Pointing dataset records
⁂

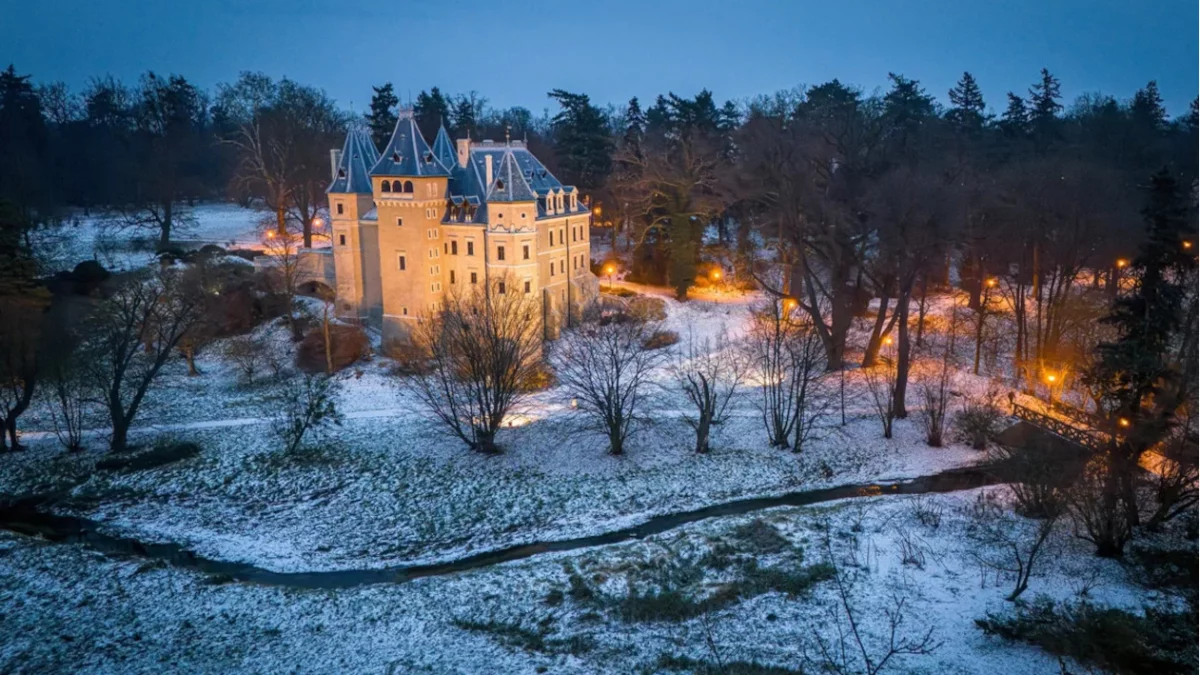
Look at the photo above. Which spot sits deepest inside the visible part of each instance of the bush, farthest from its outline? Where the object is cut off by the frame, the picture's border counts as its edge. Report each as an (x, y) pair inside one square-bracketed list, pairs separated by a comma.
[(978, 422), (660, 339), (646, 309), (349, 344), (1111, 640)]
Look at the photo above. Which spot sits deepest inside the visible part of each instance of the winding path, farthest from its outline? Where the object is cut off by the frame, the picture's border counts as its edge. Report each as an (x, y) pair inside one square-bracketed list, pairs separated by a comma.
[(25, 518)]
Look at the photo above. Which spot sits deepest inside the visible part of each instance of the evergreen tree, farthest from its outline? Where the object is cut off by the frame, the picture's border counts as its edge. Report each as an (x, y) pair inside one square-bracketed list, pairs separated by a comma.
[(1146, 108), (432, 109), (1015, 120), (1044, 106), (967, 105), (582, 142), (23, 145), (382, 118)]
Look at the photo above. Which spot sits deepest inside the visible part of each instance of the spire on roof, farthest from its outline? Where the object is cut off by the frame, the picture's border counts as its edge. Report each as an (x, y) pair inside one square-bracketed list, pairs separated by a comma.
[(444, 149), (353, 169), (407, 153)]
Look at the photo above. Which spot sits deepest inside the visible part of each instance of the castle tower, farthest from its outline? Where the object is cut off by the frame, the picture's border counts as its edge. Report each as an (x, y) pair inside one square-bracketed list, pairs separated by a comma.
[(409, 187), (355, 236)]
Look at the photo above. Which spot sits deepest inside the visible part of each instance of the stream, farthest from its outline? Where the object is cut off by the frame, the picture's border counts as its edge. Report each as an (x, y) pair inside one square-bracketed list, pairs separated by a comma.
[(27, 518)]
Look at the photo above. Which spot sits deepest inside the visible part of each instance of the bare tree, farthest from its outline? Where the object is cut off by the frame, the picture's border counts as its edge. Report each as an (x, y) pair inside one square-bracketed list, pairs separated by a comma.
[(880, 382), (129, 339), (790, 363), (477, 359), (605, 366), (853, 650), (709, 374), (282, 249), (303, 406), (1007, 543)]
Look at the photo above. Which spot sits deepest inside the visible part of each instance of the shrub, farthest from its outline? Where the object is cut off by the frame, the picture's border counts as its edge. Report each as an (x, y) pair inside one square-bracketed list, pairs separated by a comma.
[(978, 420), (647, 309), (660, 339), (1111, 640), (349, 344)]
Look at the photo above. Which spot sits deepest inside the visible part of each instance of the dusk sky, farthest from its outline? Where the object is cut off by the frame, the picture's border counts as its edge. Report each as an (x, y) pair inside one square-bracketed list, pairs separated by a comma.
[(513, 53)]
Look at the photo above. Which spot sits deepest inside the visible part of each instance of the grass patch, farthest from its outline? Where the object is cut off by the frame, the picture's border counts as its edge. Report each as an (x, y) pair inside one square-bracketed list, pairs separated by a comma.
[(1111, 640), (699, 667), (513, 634)]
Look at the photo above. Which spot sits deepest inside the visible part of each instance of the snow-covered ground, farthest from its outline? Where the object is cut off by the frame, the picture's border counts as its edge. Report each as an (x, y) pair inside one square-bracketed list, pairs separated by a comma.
[(69, 609)]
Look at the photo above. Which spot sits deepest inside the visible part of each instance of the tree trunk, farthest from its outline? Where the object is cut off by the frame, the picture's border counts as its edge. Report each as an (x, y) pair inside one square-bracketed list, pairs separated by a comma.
[(903, 357), (871, 356), (167, 221)]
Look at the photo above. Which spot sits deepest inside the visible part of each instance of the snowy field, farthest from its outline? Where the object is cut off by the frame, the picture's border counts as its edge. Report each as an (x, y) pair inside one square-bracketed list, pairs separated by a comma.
[(76, 610), (390, 488)]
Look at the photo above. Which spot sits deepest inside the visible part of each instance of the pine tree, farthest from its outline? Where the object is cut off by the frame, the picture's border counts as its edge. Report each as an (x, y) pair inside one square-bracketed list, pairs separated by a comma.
[(1015, 119), (432, 109), (382, 118), (1146, 108), (1044, 106), (582, 142), (967, 105)]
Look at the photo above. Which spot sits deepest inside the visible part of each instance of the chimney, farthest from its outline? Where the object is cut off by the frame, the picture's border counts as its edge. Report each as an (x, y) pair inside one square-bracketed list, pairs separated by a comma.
[(335, 157), (463, 151)]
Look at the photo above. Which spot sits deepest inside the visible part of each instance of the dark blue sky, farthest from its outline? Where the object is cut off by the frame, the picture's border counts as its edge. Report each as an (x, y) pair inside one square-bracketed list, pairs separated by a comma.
[(513, 53)]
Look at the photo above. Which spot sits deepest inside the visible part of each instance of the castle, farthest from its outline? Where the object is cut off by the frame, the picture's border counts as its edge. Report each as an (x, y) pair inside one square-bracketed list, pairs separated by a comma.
[(413, 225)]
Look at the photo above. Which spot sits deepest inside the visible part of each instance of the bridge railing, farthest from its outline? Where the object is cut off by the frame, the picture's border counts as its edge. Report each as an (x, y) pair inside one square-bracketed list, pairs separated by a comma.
[(1086, 437)]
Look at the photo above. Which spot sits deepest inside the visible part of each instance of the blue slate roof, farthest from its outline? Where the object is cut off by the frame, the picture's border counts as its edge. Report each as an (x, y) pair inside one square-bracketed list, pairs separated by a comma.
[(358, 154), (444, 149), (407, 153)]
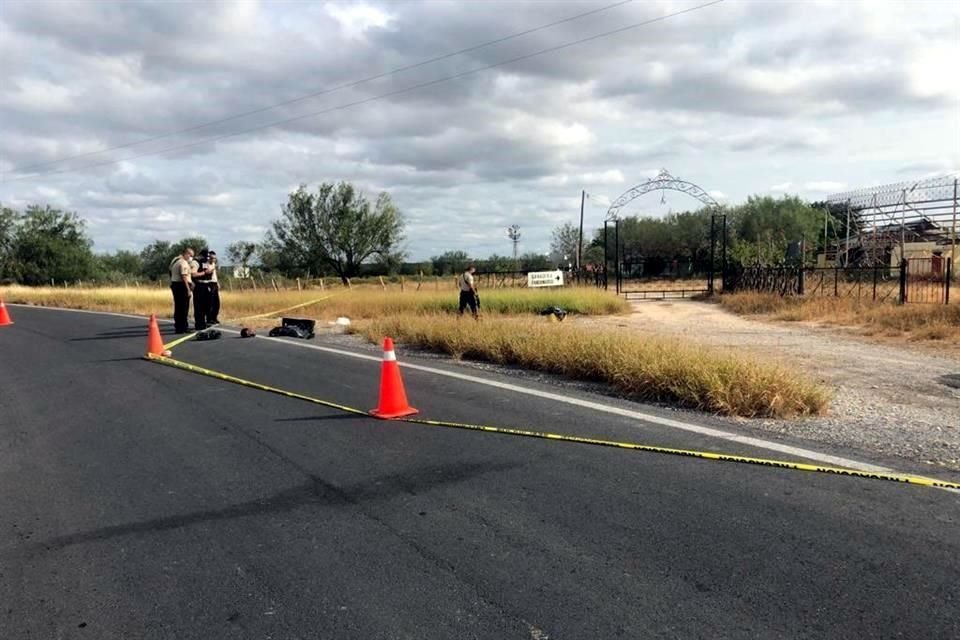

⁂

### EXERCISE PROMPT
Render every line of the items above as a Markdown table with two columns, Row and Line, numbering each line and skipping any blank ones. Leave the pictures out of the answer.

### COMPLETED TASK
| Row | Line |
|---|---|
| 1 | Look at the photo above. Which spot sits deepest inside the visible part of each instance of the bush, farthest from its outline? Where the object is cut off by the frame, the picture's border counts as its edge. Report each as an (x, y) pair inside one square-bracketed list, pairs separated by a comma. |
| 2 | [(978, 422), (660, 339), (646, 309), (349, 344), (1111, 640)] |
| 3 | Look at the photo above. Which spot sits deepest inside the visible part of each instance of the winding path, farthest from its outline? Where the object is cut off by the frame, the picture's border counts as its edge. Report each as an (x, y) pair inside one square-bracketed list, pairs separated by a comma. |
| 4 | [(25, 518)] |
| 5 | Look at the photo above. Which spot sits deepest inside the visible part of each instance of the evergreen tree, farthest from its outline? Where the object is cut off by the frame, the picture's border counts as its edge. Report each as an (x, y) pair inside one square-bracketed list, pairs separated by a comma. |
| 6 | [(1146, 108), (432, 109), (1015, 120), (1044, 106), (967, 105), (582, 142), (23, 145), (382, 118)] |
| 7 | Look at the photo above. Which spot sits deepest inside the visible part of each instance of the spire on roof, farthest from its outline? Where the object is cut off by the frame, the picture's border counts as its edge. Report each as an (x, y) pair inside one square-bracketed list, pairs separated by a comma. |
| 8 | [(444, 149), (353, 169), (407, 153)] |
| 9 | Look at the photo above. Which spot sits deepest inside the visible part of each instance of the castle tower, farthest from its outline? Where the object is cut off by the frame, the picture's border counts as its edge. Report each as an (x, y) pair inside one square-bracketed list, pairs separated by a comma. |
| 10 | [(409, 187), (355, 236)] |
| 11 | Look at the photo above. Which spot sits deepest inside the visible part of each instance of the stream, farthest from its outline? Where the object is cut off by the frame, the picture's border counts as its edge. Report each as an (x, y) pair inside one square-bracketed list, pairs separated by a comma. |
| 12 | [(27, 518)] |
| 13 | Look at the photo above. Which spot sits deepest inside the visible part of each instance of the bare tree, farthest from its outline? Where the object is cut off by the frame, the picture's border counts as its edge. Report each as an (x, y) pair inside one square-bracketed list, pairs separated by a comma. |
| 14 | [(880, 382), (129, 339), (790, 363), (477, 359), (605, 366), (853, 650), (709, 374), (282, 249), (303, 406), (1007, 543)] |
| 15 | Look at the photo above. Which spot sits deepest inside the visible part of each instance of the shrub, farthest from its outline? Where the object is cut off by the frame, the picture's border counts as its edge. Report each as an (x, y) pair inside one square-bracketed list, pairs separated by a comma. |
| 16 | [(978, 420), (647, 309), (660, 339), (1111, 640), (349, 344)] |
| 17 | Look at the photo above. Which spot sits deepest inside the visible part of each instance of the dusk sky, farthest from its outline? Where the object is cut off by the frame, the picture's border counts as its edge. Report each as an (x, y) pair inside one square-bracketed list, pairs separated by a comma. |
| 18 | [(513, 53)] |
| 19 | Look at the photo above. Which spot sits deepest inside the visible part of each instance of the grass patch, farthest from its outline? Where the object is cut off by the frame, the picture's border counts as its edge. Report each as an (x, y) pair inside one square-bracketed list, pairs separated by a comma. |
| 20 | [(1111, 640), (699, 667), (513, 634)] |
| 21 | Look at the photo above. Which spot sits deepest inside the visible part of each instance of the snow-covered ground, farthest from its outline? Where the object is cut off by the frame, the picture's border counts as its edge. Report each as an (x, y) pair inside one square-bracketed list, pairs separated by a comma. |
| 22 | [(69, 609)] |
| 23 | Look at the photo above. Which spot sits deepest inside the visible part of each instance of the tree trunk, farthest from its outline? Where the object is cut off by the frame, the picture's border counts as its edge. Report each as an (x, y) pair inside one square-bracketed list, pairs separated by a comma. |
| 24 | [(903, 357), (871, 356), (167, 221)] |
| 25 | Look at the photo above. Which spot sits deepest inside the visible part of each instance of the snowy field, farthest from its outline? Where the object is cut off by the frame, the picture's border counts as its edge. Report each as an (x, y) pair inside one square-bracketed list, pairs separated by a comma. |
| 26 | [(76, 610), (390, 488)] |
| 27 | Look at the photo above. Which spot sits deepest inside the visible part of each instance of the pine tree, farthest from its outline? Where the object is cut off by the frame, the picture's border counts as its edge. Report each as an (x, y) pair inside one square-bracketed list, pairs separated by a comma. |
| 28 | [(1015, 119), (432, 109), (382, 118), (1146, 108), (1044, 106), (582, 142), (967, 105)] |
| 29 | Look at the photo above. Which spot sits deepest inside the visible part of each instance of the chimney, farthest from its outline? Where the object is cut off by the frame, the picture's border counts as its edge. Report each as an (x, y) pair inside one square-bracketed list, pairs separated by a comma. |
| 30 | [(335, 157), (463, 151)] |
| 31 | Look at the photo above. Which spot sits deepest inside the visible part of each instance of the dark blue sky, farthest from its outline? Where the object is cut off by the frame, the picture's border counts as its edge. Report each as an (x, y) pair inside one square-bracketed list, pairs separated by a comma. |
| 32 | [(513, 53)] |
| 33 | Look at the photo above. Which spot sits deepest inside the visible part of each instance of the castle, farthest from its outline? Where the object is cut off by the frame, the picture's border counts as its edge. Report each as an (x, y) pair inside one square-bracketed list, pairs separated by a comma. |
| 34 | [(413, 225)] |
| 35 | Look at the photo above. Which spot sits deepest inside the visible part of each instance of the bridge railing, farthest from its outline? Where the object is cut off by the frame, the picture's border counts as its edge. Report each as an (x, y) pair inside one square-bracketed list, pairs separated by a comma. |
| 36 | [(1086, 437)] |
| 37 | Look at the photo above. Which spot sits deepest inside the visible part of each instance of the blue slate roof, farthest from its outline? Where the object is cut off by the frame, the picture's border counts as its edge. Report each as an (x, y) pair inside one square-bracketed list, pairs separated by a comma. |
| 38 | [(358, 154), (444, 149), (407, 153)] |